Problem requirements — Render the lines below as a JSON list of strings, one string per line, skipping any blank lines and leaving out the pictures.

— Start Extracted records —

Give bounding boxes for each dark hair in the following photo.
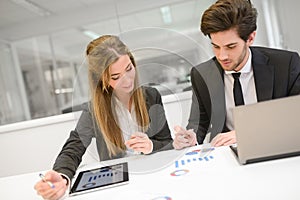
[201,0,257,41]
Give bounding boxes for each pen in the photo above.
[40,173,55,188]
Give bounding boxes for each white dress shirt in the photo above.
[224,49,257,130]
[114,97,142,156]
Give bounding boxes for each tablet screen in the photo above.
[70,162,129,195]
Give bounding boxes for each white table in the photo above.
[0,146,300,200]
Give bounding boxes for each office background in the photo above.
[0,0,300,125]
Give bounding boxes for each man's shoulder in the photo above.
[250,46,297,55]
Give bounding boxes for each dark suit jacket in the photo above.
[187,47,300,144]
[53,87,173,179]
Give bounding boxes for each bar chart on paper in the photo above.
[175,148,214,168]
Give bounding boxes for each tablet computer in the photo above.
[70,162,129,196]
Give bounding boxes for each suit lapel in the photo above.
[250,48,274,102]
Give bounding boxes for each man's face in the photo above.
[210,29,255,71]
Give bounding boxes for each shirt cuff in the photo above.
[59,173,71,200]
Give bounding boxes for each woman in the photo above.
[35,35,173,199]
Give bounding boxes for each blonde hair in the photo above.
[86,35,149,157]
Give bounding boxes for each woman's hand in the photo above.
[34,170,68,200]
[125,132,153,154]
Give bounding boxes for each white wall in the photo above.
[0,91,191,177]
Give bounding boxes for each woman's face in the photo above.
[109,55,135,94]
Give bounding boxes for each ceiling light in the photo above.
[11,0,51,17]
[82,30,100,40]
[160,6,172,24]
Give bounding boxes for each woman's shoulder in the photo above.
[142,86,160,98]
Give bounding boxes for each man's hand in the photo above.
[173,126,197,149]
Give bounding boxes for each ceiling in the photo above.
[0,0,213,67]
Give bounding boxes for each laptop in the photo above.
[231,95,300,164]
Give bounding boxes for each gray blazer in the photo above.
[187,47,300,144]
[53,87,173,179]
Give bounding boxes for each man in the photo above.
[174,0,300,149]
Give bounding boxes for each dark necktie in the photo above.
[232,73,245,106]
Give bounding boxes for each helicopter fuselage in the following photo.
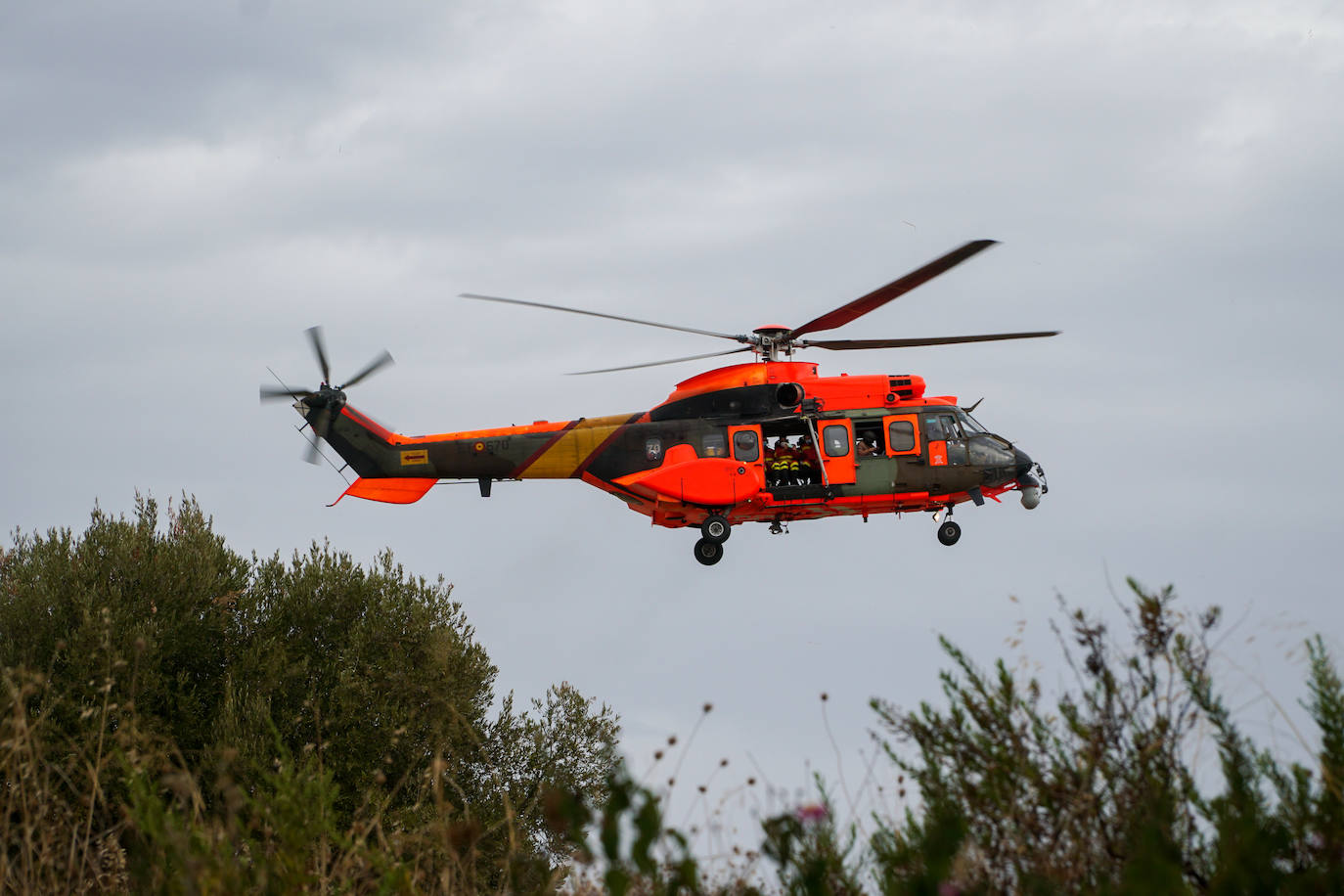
[309,361,1039,529]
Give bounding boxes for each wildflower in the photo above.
[794,803,830,824]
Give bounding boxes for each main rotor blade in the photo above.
[565,345,751,377]
[341,349,396,389]
[461,292,751,340]
[261,385,317,402]
[306,327,332,382]
[789,239,999,338]
[304,407,336,464]
[798,331,1059,350]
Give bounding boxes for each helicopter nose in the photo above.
[1012,447,1036,478]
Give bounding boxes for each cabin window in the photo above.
[967,435,1013,467]
[733,429,761,464]
[822,426,849,457]
[700,432,729,457]
[887,421,916,454]
[853,421,885,460]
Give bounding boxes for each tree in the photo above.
[0,498,619,884]
[874,582,1344,893]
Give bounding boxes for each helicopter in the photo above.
[261,239,1059,565]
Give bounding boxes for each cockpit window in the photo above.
[733,429,761,464]
[887,421,916,454]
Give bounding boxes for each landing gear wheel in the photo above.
[694,539,723,567]
[938,519,961,547]
[700,514,733,544]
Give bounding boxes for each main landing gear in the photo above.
[934,504,961,548]
[938,519,961,548]
[694,514,733,567]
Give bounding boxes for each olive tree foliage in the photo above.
[873,582,1344,893]
[0,498,618,880]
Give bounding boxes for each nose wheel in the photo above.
[694,537,723,567]
[938,519,961,548]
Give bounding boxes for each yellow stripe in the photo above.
[518,415,630,479]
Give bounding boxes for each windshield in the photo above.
[957,407,989,432]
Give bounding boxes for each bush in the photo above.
[0,500,618,892]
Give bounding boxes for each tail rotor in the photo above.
[261,327,394,464]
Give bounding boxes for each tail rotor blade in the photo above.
[261,385,317,402]
[306,327,332,382]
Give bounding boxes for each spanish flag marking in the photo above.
[402,449,428,467]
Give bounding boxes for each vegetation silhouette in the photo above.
[0,498,1344,896]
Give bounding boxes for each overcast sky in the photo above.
[0,0,1344,859]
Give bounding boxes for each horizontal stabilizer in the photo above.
[328,477,438,507]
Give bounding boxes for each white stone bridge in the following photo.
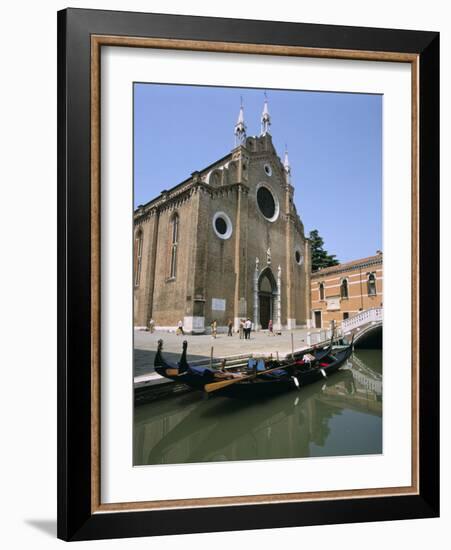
[339,307,383,349]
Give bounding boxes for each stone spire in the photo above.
[260,92,271,136]
[234,98,246,147]
[283,145,291,183]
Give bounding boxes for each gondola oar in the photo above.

— End Extracted records —

Task response —
[
  "Give bounding boxes for each dark hair in the following photo.",
  "[201,0,257,41]",
  "Give bounding boxes for each pen in the photo above.",
  "[40,173,55,188]",
  "Give bounding boxes for each white dress shirt in the photo above.",
  "[224,49,257,130]",
  "[114,97,142,156]",
  "Give bounding boxes for each tablet screen in the photo above.",
  "[70,162,129,195]",
  "Give bounding boxes for each white table in the photo above.",
  "[0,146,300,200]",
  "Give bounding boxes for each office background in the photo above.",
  "[0,0,300,125]",
  "Give bounding boxes for each man's shoulder in the photo above.",
  "[250,46,297,55]",
  "Give bounding boxes for each dark suit jacket in the photo above.",
  "[187,47,300,144]",
  "[53,87,173,179]",
  "Give bounding boxes for each bar chart on paper in the photo above.",
  "[175,148,214,168]",
  "Give bounding boxes for each tablet computer in the photo above.",
  "[70,162,129,196]",
  "Give bounding boxes for each suit lapel in the photo above.",
  "[250,48,274,102]",
  "Give bounding boxes for each man's face in the photo above.",
  "[210,29,255,71]",
  "Give bounding boxes for each shirt cuff in the photo above.",
  "[59,173,71,200]",
  "Give bounding boxes for each woman in the photo above.",
  "[35,35,173,199]",
  "Give bounding boxes for each blonde hair in the photo above.",
  "[86,35,149,157]",
  "Give bounding boxes for each woman's hand in the photo above.",
  "[34,170,68,200]",
  "[125,132,153,154]",
  "Give bounding boxes for each white wall in the photo above.",
  "[0,91,191,177]",
  "Give bounding boxes for each woman's face in the photo above.",
  "[109,55,135,94]",
  "Give bounding boxes for each ceiling light in the photo above.",
  "[11,0,51,17]",
  "[82,30,100,40]",
  "[160,6,172,24]",
  "Give bounding boxes for each woman's shoulder in the photo above.",
  "[142,86,160,98]",
  "Give bounding boxes for each man's hand in the photo above.",
  "[173,126,197,149]",
  "Give bounding boxes for each ceiling in the photo above.",
  "[0,0,213,67]",
  "Give bounding boxes for each laptop in the photo above.",
  "[231,95,300,164]",
  "Give bounding boxes for each gray blazer in the photo above.",
  "[187,47,300,144]",
  "[53,87,173,179]",
  "Give bounding boxes for each man in the photo above.",
  "[174,0,300,149]",
  "Give bounding boxes for each dark necktie in the photo above.",
  "[232,73,245,106]",
  "Give bounding boxes for each helicopter fuselage in the following photo.",
  "[309,361,1039,529]",
  "Give bounding boxes for each wildflower in the photo above.",
  "[794,803,830,824]",
  "Give bounding boxes for each main rotor blade in the photo above.",
  "[565,345,751,377]",
  "[341,349,396,389]",
  "[461,292,751,340]",
  "[261,385,317,402]",
  "[306,327,332,382]",
  "[789,239,999,338]",
  "[304,407,336,464]",
  "[798,331,1059,350]",
  "Give bounding boxes for each helicopter nose in the photo above.",
  "[1012,447,1036,478]",
  "Give bounding boxes for each cabin window in the photo above.",
  "[967,435,1013,467]",
  "[733,429,761,464]",
  "[822,426,849,457]",
  "[700,432,729,457]",
  "[887,421,916,454]",
  "[853,421,885,460]",
  "Give bounding boxes for each tree in the photo above.",
  "[0,498,619,884]",
  "[874,582,1344,893]",
  "Give bounding boxes for each helicopter in the photo above.",
  "[261,239,1059,565]",
  "Give bounding boxes for each cockpit window in the photo above.",
  "[733,429,761,464]",
  "[887,421,916,454]",
  "Give bounding boxes for each landing gear wheel in the photo above.",
  "[694,539,723,567]",
  "[938,519,961,547]",
  "[700,514,733,544]",
  "Give bounding boxes for each main landing gear in the photo above.",
  "[934,504,961,548]",
  "[938,519,961,548]",
  "[694,514,733,567]",
  "Give bounding boxes for each olive tree foliage in the photo above.",
  "[873,582,1344,893]",
  "[0,498,618,880]",
  "Give bounding boxes for each nose wheel in the photo above.",
  "[694,537,723,567]",
  "[938,519,961,548]",
  "Give bounding boxes for each yellow stripe in the photo above.",
  "[518,415,630,479]",
  "Give bounding boxes for each windshield in the photo above.",
  "[957,407,989,432]",
  "Give bounding boxes for each bush in the photo above.",
  "[0,500,618,892]",
  "Give bounding boxes for each tail rotor in the photo above.",
  "[261,327,394,464]",
  "Give bounding boxes for each tail rotor blade in the photo above.",
  "[261,385,317,402]",
  "[306,327,332,382]",
  "Give bounding boxes for each spanish flag marking in the photo above.",
  "[402,449,428,467]",
  "Give bounding boxes for each vegetation silhouette in the photo above.",
  "[0,498,1344,896]",
  "Give bounding boxes for each overcast sky in the photo above.",
  "[0,0,1344,859]",
  "Give bounding boxes for each horizontal stabilizer in the photo above.",
  "[328,477,438,507]",
  "Give bounding boxes for each white stone bridge in the following photo.",
  "[339,307,383,349]",
  "Give bounding boxes for each stone spire in the photo above.",
  "[260,92,271,136]",
  "[234,98,246,147]",
  "[283,145,291,183]",
  "Give bounding boxes for each gondola oar in the photo above."
]